Your goal
Below are records; reproduce exactly the lines from the one that has "the person in" through the one that has "of the dark-haired", ends included, and nothing more.

Recorded data: Begin

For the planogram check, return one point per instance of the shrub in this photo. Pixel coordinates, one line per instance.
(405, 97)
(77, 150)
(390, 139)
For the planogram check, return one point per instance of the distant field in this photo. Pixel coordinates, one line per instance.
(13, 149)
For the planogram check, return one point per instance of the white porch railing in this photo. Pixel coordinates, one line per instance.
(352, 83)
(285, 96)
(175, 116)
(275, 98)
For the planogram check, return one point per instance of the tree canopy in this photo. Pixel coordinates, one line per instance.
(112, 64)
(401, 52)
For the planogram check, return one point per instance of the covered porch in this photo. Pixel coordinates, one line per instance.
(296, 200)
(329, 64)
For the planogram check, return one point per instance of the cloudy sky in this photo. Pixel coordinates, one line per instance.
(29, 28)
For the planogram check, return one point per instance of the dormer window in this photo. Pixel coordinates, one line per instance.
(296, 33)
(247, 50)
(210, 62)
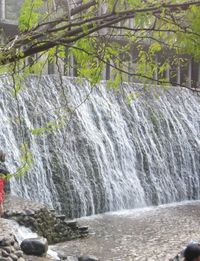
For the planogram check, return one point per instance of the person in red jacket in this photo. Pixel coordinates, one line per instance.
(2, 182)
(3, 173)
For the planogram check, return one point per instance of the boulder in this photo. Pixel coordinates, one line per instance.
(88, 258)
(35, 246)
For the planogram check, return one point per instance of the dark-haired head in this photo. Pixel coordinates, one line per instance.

Recorded data: End
Recorded data: Begin

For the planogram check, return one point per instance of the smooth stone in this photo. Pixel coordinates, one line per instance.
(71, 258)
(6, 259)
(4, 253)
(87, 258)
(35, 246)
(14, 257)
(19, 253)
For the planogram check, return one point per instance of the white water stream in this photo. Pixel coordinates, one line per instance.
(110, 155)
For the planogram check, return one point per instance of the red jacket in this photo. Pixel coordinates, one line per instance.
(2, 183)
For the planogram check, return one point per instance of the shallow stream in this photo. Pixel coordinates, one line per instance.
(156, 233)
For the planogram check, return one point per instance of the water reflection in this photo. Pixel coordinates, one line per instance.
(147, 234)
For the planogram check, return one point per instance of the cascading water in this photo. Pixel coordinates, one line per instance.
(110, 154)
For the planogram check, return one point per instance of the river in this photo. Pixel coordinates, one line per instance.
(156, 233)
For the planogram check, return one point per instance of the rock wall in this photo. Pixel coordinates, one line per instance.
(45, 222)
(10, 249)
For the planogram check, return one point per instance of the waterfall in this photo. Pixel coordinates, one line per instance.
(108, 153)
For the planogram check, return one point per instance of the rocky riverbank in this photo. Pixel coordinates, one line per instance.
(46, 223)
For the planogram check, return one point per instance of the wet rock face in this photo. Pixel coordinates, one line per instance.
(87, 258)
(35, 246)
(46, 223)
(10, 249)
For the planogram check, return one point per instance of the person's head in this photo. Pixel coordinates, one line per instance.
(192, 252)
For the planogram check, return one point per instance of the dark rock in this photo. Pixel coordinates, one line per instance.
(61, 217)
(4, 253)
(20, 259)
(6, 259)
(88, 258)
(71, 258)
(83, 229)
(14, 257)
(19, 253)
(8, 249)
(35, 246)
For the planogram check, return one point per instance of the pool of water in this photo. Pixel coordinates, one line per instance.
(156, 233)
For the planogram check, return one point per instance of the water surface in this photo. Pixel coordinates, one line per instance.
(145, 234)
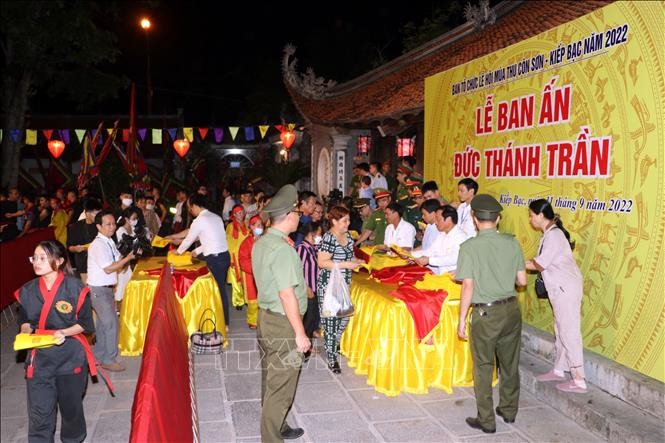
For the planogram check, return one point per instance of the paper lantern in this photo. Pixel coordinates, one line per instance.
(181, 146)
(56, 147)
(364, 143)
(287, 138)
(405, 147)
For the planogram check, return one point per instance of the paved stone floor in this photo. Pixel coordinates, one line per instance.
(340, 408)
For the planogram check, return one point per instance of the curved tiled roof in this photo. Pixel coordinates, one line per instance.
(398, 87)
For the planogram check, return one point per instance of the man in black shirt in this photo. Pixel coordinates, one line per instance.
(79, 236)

Recorded data: End
Recorded data: Begin

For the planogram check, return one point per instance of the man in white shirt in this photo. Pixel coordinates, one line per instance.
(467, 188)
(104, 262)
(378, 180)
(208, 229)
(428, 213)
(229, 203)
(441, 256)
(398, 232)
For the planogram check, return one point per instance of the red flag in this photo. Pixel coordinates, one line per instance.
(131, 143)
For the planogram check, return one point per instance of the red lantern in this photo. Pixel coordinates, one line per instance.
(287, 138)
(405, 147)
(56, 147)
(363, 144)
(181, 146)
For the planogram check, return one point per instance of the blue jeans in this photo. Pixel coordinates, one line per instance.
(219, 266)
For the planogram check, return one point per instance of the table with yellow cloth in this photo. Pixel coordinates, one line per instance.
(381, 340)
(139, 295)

Recorded data: End

Solution to this exercise
For the planogram check, return one point per instance of the person in red jacket in this photo. Pixel coordinates, one line per instance.
(2, 182)
(3, 173)
For the planogram check, return one point per instance of the boulder in this photo. Pixel coordinates, one line per instance.
(88, 258)
(35, 246)
For the planogram check, return one point per instance of the dark-haired head in this photo. Pixel coordinates, one line per instance.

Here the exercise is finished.